[Stored entries]
————

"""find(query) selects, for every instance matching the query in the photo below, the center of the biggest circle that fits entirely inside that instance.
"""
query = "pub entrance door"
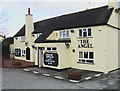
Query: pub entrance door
(40, 56)
(27, 53)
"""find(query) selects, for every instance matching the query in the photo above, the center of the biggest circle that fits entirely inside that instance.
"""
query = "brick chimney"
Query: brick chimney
(29, 27)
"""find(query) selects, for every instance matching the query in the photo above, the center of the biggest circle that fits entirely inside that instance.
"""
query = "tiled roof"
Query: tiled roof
(91, 17)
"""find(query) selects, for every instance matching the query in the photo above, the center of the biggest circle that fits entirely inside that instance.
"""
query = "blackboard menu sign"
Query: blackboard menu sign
(51, 59)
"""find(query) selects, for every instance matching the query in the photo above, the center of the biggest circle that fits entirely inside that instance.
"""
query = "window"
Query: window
(11, 50)
(54, 48)
(38, 34)
(80, 33)
(67, 33)
(64, 34)
(22, 38)
(89, 32)
(51, 48)
(23, 53)
(85, 32)
(86, 57)
(17, 52)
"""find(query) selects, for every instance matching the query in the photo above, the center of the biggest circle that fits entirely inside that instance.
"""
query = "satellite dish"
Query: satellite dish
(118, 4)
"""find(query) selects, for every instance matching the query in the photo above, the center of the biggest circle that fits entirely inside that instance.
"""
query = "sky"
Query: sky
(13, 11)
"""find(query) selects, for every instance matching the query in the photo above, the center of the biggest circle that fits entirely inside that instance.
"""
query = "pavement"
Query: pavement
(17, 78)
(12, 63)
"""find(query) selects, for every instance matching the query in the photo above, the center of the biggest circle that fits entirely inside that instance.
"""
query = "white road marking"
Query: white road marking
(74, 81)
(88, 78)
(46, 74)
(26, 70)
(58, 77)
(35, 72)
(98, 75)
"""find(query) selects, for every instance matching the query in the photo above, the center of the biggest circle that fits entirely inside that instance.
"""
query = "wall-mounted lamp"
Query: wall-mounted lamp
(67, 45)
(117, 10)
(72, 31)
(26, 43)
(33, 46)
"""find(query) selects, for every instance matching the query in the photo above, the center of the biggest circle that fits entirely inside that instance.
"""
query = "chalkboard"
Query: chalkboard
(51, 59)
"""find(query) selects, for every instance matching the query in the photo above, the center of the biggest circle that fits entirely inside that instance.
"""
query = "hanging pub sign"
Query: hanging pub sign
(85, 44)
(51, 59)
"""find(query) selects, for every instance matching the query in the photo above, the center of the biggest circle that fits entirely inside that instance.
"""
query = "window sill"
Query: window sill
(85, 37)
(86, 63)
(64, 38)
(22, 41)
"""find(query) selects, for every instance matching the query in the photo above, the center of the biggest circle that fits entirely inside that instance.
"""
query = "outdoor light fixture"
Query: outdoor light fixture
(117, 10)
(33, 46)
(72, 31)
(67, 45)
(26, 43)
(33, 35)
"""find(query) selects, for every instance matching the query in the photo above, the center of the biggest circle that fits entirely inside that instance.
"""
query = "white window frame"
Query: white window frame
(82, 33)
(85, 58)
(22, 53)
(51, 48)
(64, 32)
(22, 38)
(38, 34)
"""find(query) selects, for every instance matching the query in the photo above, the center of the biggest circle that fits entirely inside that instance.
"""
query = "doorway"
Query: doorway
(27, 53)
(40, 56)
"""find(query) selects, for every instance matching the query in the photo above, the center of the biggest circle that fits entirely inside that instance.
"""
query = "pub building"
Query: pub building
(88, 40)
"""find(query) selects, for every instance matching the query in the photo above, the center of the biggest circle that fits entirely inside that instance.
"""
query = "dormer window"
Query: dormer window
(64, 34)
(39, 34)
(85, 32)
(22, 38)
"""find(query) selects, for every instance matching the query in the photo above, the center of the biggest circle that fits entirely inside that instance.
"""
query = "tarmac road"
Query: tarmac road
(16, 78)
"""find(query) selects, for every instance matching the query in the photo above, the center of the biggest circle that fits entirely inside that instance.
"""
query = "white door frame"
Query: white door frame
(40, 57)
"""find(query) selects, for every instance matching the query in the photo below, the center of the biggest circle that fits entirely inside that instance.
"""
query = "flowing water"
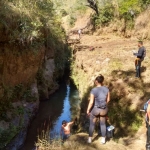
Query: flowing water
(62, 105)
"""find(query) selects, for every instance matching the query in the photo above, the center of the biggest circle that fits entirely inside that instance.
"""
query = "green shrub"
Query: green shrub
(106, 14)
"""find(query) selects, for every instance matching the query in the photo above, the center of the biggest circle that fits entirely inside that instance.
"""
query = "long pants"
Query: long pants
(138, 71)
(138, 67)
(101, 113)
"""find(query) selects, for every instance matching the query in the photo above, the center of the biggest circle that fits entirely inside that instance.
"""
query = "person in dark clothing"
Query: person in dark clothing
(140, 58)
(99, 97)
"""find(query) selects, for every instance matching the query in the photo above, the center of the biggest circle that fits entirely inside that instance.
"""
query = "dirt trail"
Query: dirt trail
(96, 50)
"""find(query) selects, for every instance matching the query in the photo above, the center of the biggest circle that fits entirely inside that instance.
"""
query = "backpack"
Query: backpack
(146, 105)
(144, 53)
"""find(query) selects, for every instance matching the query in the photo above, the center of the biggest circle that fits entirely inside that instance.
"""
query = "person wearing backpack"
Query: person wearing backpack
(140, 57)
(97, 107)
(147, 109)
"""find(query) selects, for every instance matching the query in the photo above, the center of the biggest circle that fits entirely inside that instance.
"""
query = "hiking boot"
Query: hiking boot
(89, 140)
(103, 140)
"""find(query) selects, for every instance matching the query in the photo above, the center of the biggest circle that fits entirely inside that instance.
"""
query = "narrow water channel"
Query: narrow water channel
(62, 105)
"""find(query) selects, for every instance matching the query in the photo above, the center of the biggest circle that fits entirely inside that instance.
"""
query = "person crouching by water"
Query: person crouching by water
(97, 107)
(65, 129)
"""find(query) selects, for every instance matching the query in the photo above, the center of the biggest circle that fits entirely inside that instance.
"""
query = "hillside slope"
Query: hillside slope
(112, 56)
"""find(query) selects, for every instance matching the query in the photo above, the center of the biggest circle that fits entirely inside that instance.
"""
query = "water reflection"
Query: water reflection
(62, 105)
(65, 115)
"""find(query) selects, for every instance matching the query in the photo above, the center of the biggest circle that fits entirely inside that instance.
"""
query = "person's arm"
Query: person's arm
(108, 97)
(148, 112)
(90, 104)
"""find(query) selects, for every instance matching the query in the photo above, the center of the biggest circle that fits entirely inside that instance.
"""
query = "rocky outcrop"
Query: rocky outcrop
(23, 120)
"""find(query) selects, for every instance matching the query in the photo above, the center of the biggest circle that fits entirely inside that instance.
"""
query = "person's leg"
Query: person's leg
(92, 125)
(103, 113)
(93, 115)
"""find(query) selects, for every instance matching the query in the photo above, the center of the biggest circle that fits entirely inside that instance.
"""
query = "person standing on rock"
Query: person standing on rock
(97, 107)
(65, 129)
(140, 57)
(79, 33)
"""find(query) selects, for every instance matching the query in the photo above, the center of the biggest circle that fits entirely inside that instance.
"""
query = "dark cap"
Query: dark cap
(64, 122)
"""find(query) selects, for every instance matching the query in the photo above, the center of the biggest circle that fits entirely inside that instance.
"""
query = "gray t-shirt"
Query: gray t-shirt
(100, 94)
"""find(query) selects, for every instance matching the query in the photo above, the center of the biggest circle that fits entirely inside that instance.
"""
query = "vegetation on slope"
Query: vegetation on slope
(27, 26)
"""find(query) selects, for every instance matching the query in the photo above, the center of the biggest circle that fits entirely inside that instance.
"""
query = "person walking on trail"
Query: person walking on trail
(65, 129)
(140, 57)
(148, 124)
(79, 33)
(97, 107)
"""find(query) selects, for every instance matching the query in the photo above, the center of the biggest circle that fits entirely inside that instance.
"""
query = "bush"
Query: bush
(106, 14)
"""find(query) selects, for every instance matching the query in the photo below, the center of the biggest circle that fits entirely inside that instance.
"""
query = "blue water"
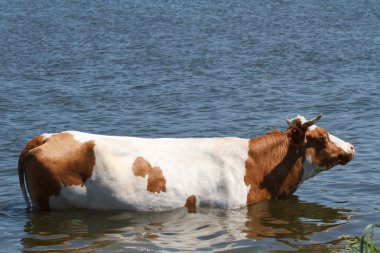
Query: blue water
(193, 68)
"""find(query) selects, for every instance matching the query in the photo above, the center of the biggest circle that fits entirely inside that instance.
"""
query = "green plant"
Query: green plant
(363, 244)
(367, 240)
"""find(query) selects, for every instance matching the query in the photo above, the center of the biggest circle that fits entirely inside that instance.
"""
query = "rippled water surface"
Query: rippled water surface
(193, 68)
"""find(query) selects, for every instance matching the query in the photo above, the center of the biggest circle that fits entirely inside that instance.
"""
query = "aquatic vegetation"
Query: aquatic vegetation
(365, 243)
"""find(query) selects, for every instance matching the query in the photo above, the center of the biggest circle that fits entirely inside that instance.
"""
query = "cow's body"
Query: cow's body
(80, 170)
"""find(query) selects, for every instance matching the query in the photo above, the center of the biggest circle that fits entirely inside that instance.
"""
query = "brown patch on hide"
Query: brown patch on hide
(156, 180)
(191, 203)
(57, 160)
(273, 167)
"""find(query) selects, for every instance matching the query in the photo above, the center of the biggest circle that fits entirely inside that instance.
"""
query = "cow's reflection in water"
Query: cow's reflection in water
(290, 218)
(181, 229)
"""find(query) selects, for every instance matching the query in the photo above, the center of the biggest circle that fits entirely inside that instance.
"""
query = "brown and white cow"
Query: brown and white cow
(81, 170)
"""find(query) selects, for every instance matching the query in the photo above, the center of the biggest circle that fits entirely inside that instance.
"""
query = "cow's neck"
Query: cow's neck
(273, 167)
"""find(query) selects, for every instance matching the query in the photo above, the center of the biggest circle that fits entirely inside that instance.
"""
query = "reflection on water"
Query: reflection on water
(209, 229)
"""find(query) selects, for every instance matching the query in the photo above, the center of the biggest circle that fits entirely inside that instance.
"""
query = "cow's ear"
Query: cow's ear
(297, 136)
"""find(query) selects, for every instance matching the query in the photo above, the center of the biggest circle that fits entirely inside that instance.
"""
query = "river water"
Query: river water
(172, 68)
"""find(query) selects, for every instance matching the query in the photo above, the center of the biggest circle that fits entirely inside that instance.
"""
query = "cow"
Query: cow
(76, 170)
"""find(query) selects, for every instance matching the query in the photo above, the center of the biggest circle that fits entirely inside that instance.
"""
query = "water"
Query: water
(193, 68)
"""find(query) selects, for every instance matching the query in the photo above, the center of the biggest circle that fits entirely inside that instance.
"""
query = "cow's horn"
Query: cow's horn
(311, 122)
(289, 121)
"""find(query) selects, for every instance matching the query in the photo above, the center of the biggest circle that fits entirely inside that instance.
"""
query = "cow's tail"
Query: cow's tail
(21, 177)
(39, 140)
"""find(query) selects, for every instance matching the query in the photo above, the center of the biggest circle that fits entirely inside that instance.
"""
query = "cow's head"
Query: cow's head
(322, 150)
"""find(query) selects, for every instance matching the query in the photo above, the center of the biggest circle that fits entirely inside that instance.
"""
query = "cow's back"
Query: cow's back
(79, 170)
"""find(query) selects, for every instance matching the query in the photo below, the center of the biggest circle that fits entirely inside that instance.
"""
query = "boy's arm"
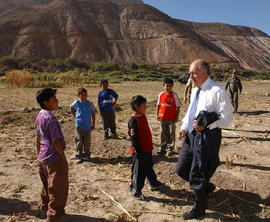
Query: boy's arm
(38, 144)
(133, 133)
(177, 114)
(73, 112)
(58, 147)
(93, 121)
(73, 108)
(115, 100)
(115, 97)
(185, 93)
(158, 109)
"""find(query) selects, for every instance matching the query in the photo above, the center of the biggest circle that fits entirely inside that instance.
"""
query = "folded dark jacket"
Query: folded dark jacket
(206, 150)
(206, 118)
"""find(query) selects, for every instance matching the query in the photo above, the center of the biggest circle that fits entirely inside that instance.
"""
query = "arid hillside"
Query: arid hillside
(124, 32)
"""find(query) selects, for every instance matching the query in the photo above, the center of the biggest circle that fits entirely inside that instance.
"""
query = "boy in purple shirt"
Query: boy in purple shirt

————

- **PROBLEM REQUIREMENTS**
Search the records for the string "purple" and return every line in which it occurs.

- **SOLUTION FOR THIS TASK**
query = "boy in purple shirt"
Query: boy in purple shirt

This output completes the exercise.